■ **SOURCE PASSAGE**:

================

Transource PA, LLC, & PPL Electric Utilities Corp. v. PA PUC
689 C.D. 2021
| Pa. Commw. Ct. | May 5, 2022Background
- Transource Pennsylvania, LLC (with PPL Electric) sought siting and construction approval for two high‑voltage transmission lines (IEC Project) as Pennsylvania portion of PJM Project 9A to relieve market congestion and address potential reliability issues.
- PJM had selected Project 9A after a market-efficiency RTEP analysis; Transource obtained a provisional certificate of public convenience (CPC) in Jan. 2018 tied to the IEC Project, with the parties reserving the right to challenge need during siting proceedings.
- In lengthy ALJ proceedings (hearings, testimony, exhibits), Transource relied primarily on PJM’s cost‑benefit analysis and PJM witness testimony; intervenors (OCA, Franklin County, STFC) countered that PJM’s analysis was flawed or outdated and that APSRI congestion had materially declined.
- The ALJ recommended denial of the siting applications and rescission of the provisional CPC, finding Transource failed to prove “need” under 52 Pa. Code § 57.76(a)(1) and Section 1501 of the Public Utility Code.
- The Pennsylvania PUC affirmed the ALJ: it held PJM/FERC approval is evidence but not binding on state siting decisions, weighed regional costs and benefits (including rate impacts), found opposing evidence persuasive, and rescinded the provisional CPC.

================

■ **GIVEN DATA**:
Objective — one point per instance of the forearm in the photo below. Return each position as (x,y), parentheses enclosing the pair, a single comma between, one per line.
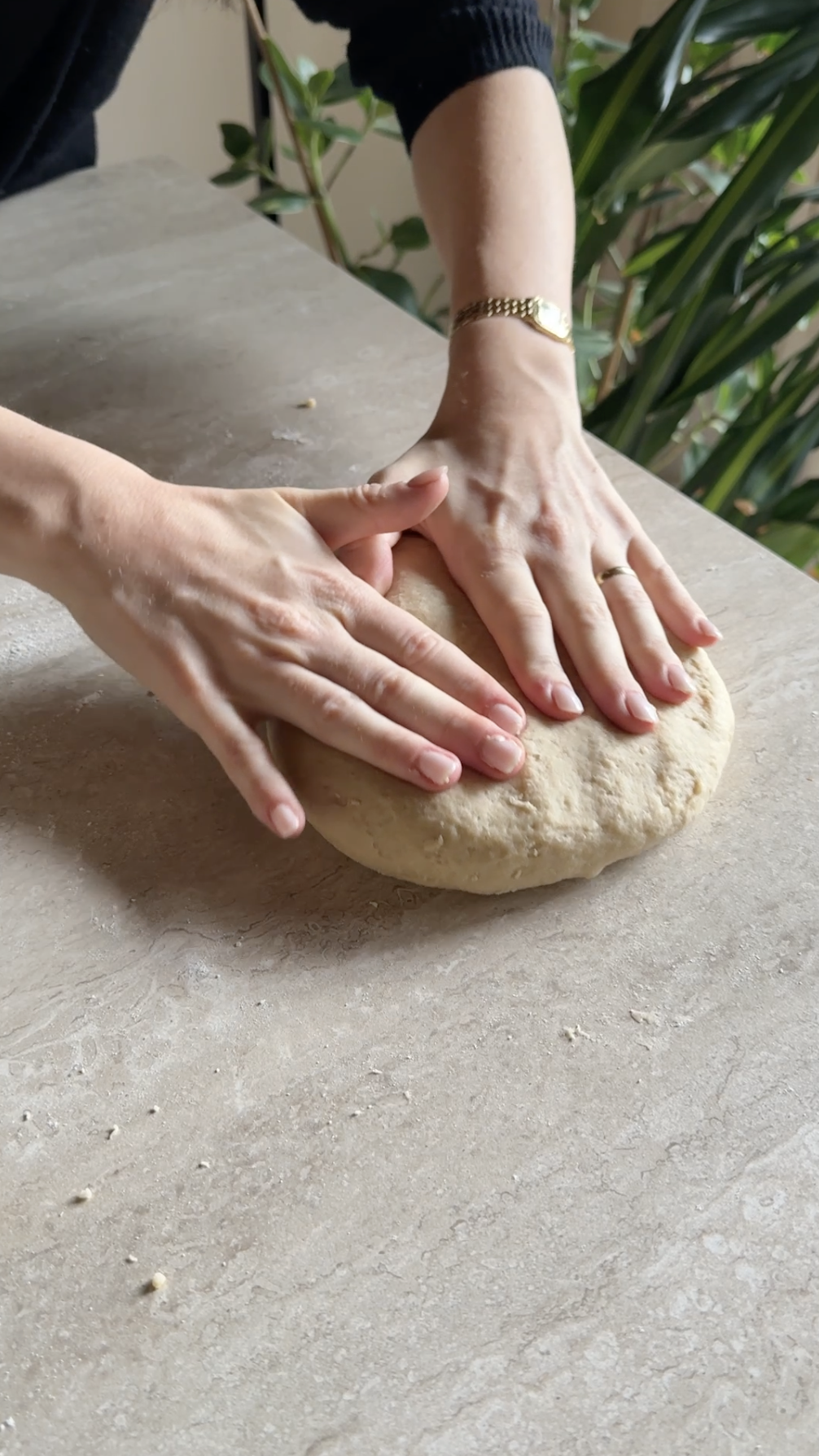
(495,185)
(40,480)
(59,498)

================

■ **TASK BRIEF**:
Decide whether each statement below agrees with the case summary. For each, answer yes or no and quote the words of the case summary that decide it.
(a) The ALJ recommended that the siting applications be approved.
(b) The PUC held that PJM/FERC approval was binding on state siting decisions.
(c) Transource obtained a provisional certificate of public convenience in January 2018.

■ **SOLVED EXERCISE**:
(a) No: "The ALJ recommended denial of the siting applications and rescission of the provisional CPC"
(b) No: "it held PJM/FERC approval is evidence but not binding on state siting decisions"
(c) Yes: "Transource obtained a provisional certificate of public convenience (CPC) in Jan. 2018"